Anke-Katrin Eissmann
Anke Eissmann is a young German artist carving out a growing reputation for herself as a unique Tolkien illustrator and graphic artist. She studied visual communication at Bauhaus University, concentrating on video and you can see some examples of her early video work here on her interesting website which is well worth a browse around. While working on her videos at Bauhaus she used conventional drawing for the storyboarding and I think that there is a feel of storyboarding about her Tolkien paintings with their ‘widescreen format’ and composition. It’s almost like she is showing us privileged glimpses of the ideal film which she has in her head (as do we all…).
Her love of Tolkien led her to working on Tolkien illustration as a personal project while doing her course, using the internet as a platform to get her work out into the wider world where it was soon recognised as something new and different by Tolkien fans. The opportunities to exhibit which this gave her was enough to encourage her to study art and design at the Colchester Institute in the UK. It’s worth looking on her site at the striking work she did on Beowulf, combining illustration, graphic design and typography - I would really love to own that book! With growing recognition as an artist she was one of two artists chosen to feature in Michael Martinez’s Parma Endorion: Essays on Middle-earth, (3rd edition) which was published initially as an eBook and was the top download of 2002. She is also one of the two artists illustrating Robert Ellwood’s Frodo's Quest: Living the Myth in The Lord of the Rings (Quest Books 2002)

* * * *

> [What needs to be done]: Copy the part of the text on Anke Eissmann that opens with the words containing "Anke-Katrin Eissmann" and closes with "do we all…).".

> [Data extract]:
* * * *

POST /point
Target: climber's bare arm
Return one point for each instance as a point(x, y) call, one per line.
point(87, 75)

* * * *

> [Result of the exercise]:
Anke-Katrin Eissmann
Anke Eissmann is a young German artist carving out a growing reputation for herself as a unique Tolkien illustrator and graphic artist. She studied visual communication at Bauhaus University, concentrating on video and you can see some examples of her early video work here on her interesting website which is well worth a browse around. While working on her videos at Bauhaus she used conventional drawing for the storyboarding and I think that there is a feel of storyboarding about her Tolkien paintings with their ‘widescreen format’ and composition. It’s almost like she is showing us privileged glimpses of the ideal film which she has in her head (as do we all…).